**Werkinstructie**:
Welke werkwoordsvorm gebruikt Udo in de forumdiscussie in zijn eigen versie van de zin?

**Tekstgedeelte**:
>>
# Zouden kunnen zien



## mysticaliptica

Hallo! I've been trying to correct this sentence with no luck. Can anyone help me what's wrong in it?

"Ja, ik en mijn vrienden moesten onze zakken leegmaken zodat de politie zouden kunnen zien als we drugs hadden."

It has to be something with the verbs. Right?
I have doubts with "zouden kunnen zien"...
It is "als" or "of"?


----------



## eno2

mysticaliptica said:


> Hallo! I've been trying to correct this sentence with no luck. Can anyone help me what's wrong in it?
> 
> "Ja, ik en mijn vrienden moesten onze zakken leegmaken zodat de politie zouden kunnen zien als we drugs hadden."
> 
> It has to be something with the verbs. Right?
> I have doubts with "zouden kunnen zien"...
> It is "als" or "of"?


"Ja, ik en mijn vrienden moesten onze zakken leegmaken zodat de politie zouden kunnen zien als we drugs hadden."
"Ja, ik en mijn vrienden moesten onze zakken leegmaken zodat de politie zou kunnen zien of we drugs hadden."


----------



## mysticaliptica

Thanks for the replies


----------



## Udo

En wat is met dit?
"Ja, ik en mijn vrienden moesten onze zakken leegmaken zodat de politie kon zien of we drugs hadden."
<<
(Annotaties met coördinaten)
>>
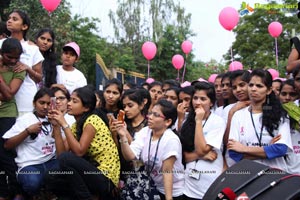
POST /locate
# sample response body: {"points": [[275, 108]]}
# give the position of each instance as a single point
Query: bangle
{"points": [[123, 141], [27, 131], [65, 126]]}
<<
**Antwoord**:
„kon zien”, zoals in „zodat de politie kon zien of we drugs hadden”.